▸ **Directions for this task**: Print the data below verbatim, minus images.

━━━━━ Data records ━━━━━

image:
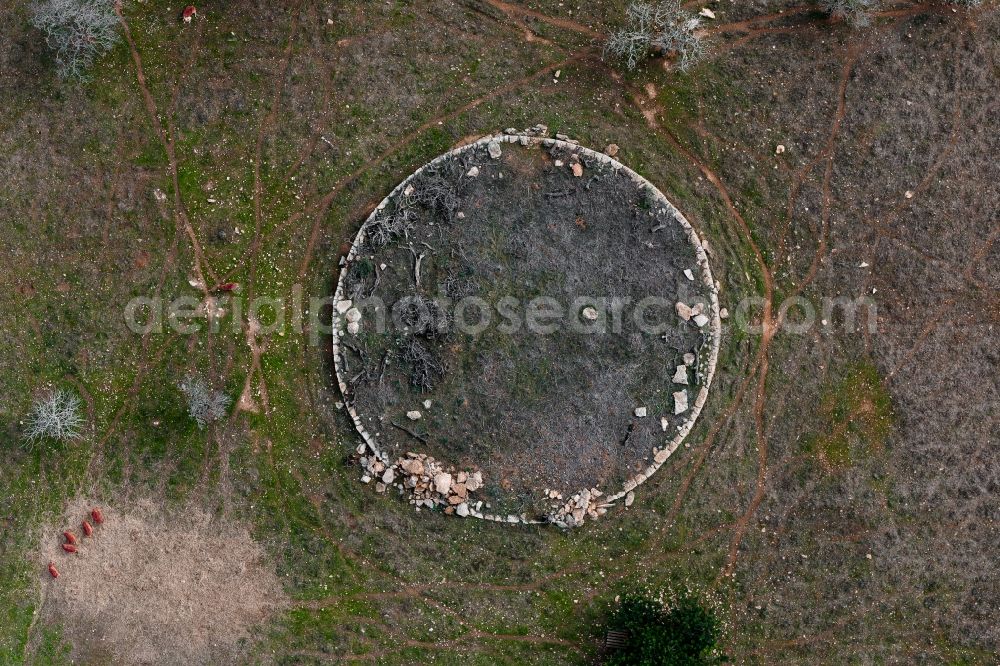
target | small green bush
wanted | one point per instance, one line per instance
(681, 633)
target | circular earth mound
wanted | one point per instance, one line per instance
(532, 310)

━━━━━

▸ **Task output**:
image:
target | small green bush
wanted | one point per instance, one line per instance
(681, 633)
target | circular earth mound
wanted | one point per instance, one line per instance
(532, 310)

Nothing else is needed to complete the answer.